● WHAT YOU HAVE TO DO
Identify the line that contains "the rope hanging" in the material. Output it and every line after it, unchanged, through the end.

● Named-object pointing records

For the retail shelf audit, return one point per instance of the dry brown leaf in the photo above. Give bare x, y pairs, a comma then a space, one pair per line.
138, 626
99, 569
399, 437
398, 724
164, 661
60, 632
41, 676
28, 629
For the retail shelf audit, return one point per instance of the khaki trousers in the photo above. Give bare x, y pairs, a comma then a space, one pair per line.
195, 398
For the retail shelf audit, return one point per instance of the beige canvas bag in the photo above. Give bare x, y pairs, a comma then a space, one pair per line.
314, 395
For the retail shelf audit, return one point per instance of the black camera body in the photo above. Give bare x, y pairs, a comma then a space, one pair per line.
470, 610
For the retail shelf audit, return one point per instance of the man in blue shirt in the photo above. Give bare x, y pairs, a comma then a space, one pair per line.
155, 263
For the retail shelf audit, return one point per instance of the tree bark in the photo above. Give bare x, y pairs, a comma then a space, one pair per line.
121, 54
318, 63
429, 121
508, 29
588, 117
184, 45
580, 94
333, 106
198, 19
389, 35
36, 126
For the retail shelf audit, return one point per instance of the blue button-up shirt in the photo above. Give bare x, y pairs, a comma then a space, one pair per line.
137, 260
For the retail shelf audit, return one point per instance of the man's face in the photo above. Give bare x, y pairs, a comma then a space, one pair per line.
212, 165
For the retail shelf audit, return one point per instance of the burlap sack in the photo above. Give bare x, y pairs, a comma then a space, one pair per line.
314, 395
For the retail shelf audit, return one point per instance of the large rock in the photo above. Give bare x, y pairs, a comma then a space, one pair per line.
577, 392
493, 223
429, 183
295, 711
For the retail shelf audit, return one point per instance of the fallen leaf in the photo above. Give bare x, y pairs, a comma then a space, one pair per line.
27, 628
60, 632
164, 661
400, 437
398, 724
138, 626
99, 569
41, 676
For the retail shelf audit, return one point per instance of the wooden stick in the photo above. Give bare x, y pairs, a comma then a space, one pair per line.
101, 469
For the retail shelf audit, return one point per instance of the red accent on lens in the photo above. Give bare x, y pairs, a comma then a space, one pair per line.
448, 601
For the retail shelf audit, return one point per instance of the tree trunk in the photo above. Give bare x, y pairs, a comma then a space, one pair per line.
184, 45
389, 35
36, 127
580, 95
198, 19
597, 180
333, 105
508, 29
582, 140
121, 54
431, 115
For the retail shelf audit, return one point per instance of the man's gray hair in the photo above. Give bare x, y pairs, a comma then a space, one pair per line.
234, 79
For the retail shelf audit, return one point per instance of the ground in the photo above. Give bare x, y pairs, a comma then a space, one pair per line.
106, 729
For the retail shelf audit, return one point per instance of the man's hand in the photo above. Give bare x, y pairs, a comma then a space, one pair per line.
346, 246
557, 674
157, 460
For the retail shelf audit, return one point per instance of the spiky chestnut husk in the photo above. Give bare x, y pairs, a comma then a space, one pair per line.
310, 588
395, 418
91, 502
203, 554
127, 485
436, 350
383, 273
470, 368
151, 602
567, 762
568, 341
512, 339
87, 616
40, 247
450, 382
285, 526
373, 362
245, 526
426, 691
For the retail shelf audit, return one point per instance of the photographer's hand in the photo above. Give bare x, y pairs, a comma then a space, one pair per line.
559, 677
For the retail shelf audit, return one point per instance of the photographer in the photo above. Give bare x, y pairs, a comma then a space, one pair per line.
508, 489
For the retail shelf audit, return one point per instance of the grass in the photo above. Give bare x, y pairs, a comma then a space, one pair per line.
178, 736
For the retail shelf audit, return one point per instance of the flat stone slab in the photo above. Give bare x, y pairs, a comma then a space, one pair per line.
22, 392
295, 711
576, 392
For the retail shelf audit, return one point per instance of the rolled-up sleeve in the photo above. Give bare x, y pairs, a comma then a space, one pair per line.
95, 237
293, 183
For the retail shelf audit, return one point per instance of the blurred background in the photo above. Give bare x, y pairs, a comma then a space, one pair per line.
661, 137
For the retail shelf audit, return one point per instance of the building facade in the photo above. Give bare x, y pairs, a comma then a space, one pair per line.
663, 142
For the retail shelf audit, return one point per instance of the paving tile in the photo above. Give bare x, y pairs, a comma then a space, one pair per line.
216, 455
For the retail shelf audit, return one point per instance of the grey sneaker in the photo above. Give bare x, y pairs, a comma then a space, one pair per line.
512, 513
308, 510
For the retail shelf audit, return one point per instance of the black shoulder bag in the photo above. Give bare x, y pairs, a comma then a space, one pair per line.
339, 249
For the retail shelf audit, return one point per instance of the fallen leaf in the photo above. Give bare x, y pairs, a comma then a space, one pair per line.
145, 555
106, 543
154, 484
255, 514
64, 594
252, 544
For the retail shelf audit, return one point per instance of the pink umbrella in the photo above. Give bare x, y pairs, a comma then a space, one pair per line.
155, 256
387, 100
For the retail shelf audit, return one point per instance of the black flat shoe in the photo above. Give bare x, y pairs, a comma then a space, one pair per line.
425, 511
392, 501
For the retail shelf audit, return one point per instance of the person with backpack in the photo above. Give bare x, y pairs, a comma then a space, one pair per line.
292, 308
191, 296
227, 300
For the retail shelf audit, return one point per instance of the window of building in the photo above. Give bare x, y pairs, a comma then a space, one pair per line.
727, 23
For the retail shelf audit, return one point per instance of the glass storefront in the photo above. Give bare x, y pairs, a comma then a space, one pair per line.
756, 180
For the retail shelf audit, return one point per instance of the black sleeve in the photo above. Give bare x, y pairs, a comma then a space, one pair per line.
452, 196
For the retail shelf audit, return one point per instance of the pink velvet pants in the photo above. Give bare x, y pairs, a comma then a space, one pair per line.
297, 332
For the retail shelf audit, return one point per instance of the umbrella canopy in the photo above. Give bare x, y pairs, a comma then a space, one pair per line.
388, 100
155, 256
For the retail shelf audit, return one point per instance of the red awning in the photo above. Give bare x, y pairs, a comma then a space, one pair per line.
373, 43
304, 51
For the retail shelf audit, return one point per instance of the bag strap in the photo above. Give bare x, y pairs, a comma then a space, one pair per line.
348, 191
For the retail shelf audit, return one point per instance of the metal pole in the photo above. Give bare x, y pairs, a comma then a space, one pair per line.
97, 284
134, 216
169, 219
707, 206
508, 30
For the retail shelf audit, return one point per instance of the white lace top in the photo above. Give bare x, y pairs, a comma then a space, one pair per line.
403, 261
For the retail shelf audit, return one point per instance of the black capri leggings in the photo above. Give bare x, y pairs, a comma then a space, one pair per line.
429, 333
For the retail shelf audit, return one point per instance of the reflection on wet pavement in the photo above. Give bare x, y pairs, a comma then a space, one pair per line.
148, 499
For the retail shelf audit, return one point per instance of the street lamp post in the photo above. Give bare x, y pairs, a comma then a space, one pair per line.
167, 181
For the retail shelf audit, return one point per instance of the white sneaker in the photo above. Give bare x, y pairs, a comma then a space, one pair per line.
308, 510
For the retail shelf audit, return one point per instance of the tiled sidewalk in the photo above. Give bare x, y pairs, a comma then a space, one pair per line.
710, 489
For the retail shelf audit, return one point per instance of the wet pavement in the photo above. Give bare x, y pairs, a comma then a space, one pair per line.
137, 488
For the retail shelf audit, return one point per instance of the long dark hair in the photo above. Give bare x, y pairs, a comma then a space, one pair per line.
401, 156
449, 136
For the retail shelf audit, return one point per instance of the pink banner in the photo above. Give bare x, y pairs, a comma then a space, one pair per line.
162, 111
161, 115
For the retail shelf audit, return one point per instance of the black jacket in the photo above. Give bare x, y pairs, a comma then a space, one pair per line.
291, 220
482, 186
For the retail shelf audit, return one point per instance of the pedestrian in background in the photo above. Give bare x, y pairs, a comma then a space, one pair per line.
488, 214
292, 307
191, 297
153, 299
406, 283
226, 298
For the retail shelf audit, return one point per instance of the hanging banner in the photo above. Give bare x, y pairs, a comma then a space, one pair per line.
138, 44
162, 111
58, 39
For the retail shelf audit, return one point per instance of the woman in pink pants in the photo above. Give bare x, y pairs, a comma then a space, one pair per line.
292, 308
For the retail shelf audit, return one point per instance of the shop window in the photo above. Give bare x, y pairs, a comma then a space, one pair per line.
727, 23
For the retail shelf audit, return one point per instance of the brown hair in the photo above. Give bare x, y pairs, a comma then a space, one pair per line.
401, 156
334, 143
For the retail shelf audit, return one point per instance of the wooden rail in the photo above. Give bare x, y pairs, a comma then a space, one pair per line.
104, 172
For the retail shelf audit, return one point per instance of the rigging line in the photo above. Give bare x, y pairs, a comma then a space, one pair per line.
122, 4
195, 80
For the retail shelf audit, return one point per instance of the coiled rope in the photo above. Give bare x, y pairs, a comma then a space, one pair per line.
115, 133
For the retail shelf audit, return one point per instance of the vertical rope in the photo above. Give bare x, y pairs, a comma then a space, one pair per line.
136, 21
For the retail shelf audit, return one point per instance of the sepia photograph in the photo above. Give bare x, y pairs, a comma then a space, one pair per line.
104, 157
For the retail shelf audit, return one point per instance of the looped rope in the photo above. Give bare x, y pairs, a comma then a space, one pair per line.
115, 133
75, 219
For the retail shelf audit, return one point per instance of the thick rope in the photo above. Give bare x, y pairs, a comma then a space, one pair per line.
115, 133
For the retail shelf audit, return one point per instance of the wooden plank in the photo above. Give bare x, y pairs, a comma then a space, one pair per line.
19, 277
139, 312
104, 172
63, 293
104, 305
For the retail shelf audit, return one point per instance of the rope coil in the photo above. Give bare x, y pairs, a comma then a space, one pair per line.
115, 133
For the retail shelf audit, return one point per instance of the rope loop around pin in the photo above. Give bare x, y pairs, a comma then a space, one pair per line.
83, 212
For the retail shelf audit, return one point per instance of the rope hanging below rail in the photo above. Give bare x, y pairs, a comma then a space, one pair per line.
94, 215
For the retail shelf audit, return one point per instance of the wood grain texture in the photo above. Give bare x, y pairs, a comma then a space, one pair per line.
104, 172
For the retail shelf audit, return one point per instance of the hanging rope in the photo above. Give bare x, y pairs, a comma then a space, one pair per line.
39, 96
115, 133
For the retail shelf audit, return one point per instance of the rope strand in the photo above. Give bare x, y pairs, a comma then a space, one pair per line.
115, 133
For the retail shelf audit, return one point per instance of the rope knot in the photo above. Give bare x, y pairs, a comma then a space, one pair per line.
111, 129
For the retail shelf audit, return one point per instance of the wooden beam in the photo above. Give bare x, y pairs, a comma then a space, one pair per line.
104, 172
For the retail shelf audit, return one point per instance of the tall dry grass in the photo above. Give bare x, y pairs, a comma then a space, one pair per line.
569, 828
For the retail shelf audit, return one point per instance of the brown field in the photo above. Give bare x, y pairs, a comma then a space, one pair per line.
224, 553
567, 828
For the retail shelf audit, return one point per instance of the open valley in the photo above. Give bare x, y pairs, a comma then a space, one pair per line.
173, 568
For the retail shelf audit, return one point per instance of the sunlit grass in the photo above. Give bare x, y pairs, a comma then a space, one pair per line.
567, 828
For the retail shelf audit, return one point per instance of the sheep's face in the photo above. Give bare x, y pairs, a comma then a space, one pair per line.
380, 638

● REPLY
For the retail shelf audit, return one point per instance of the rope hanging below rail in the photo above. Give bare x, y pairs, a comma then a space, one pair per line.
94, 215
For the retail shelf audit, return one point per instance of the wood grain texture in the photo above. Give bare x, y pairs, a comma then a space, one pair per line.
104, 172
For the retail shelf audit, return one point per instance of the hanging rope in the photo above. Give bare x, y pairs, a comma then a space, one pair per line.
39, 96
115, 133
For the retail shelf audit, return one point per instance of the rope strand in the photo above. Give bare x, y pairs, a comma then a space, one pair per line.
115, 133
For the retail shelf audit, return one point per instance of the rope knot in the photo above. Give bare x, y pairs, a comma then a space, one pair per line.
111, 129
For the retail shelf audit, return one point per instance of the wooden beam in the photo above. Give bare x, y pairs, a comma then a space, one pair per line.
104, 172
For the retail shelf audit, return one point per instance of the tall dry grass in the photo above. Give bare x, y pairs, a comma then a space, one pair per line.
569, 828
For the retail shelf audit, return one point per instance of the brown field in the photo above. Give bare x, y pairs, a comma then a space, one pair per line.
224, 553
567, 828
For the retail shelf audit, return one point per instance of the open valley in the photo above. Give bare x, y pairs, a comma then a space, one pair per line.
173, 568
For the retail shelf audit, return one point per instance of the sunlit grass in the photo above. Give bare x, y pairs, a comma then a space, one pair per line.
567, 828
For the retail shelf audit, return one point per instance of the sheep's face in the photo above. Give bare x, y pairs, a comma then a space, one pair per line.
380, 638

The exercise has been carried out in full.